Copy each of the entries below word for word, leaving every line unchanged.

— Start of Supplied data —

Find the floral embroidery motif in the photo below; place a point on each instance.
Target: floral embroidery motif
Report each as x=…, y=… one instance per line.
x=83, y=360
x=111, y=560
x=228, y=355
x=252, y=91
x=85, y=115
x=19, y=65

— End of Supplied data —

> [Task answer]
Find the floral embroidery motif in the photo below; place a point on each instance.
Target: floral embroidery motif
Report each as x=…, y=… one instance per line.
x=83, y=360
x=111, y=560
x=228, y=355
x=252, y=91
x=85, y=115
x=19, y=65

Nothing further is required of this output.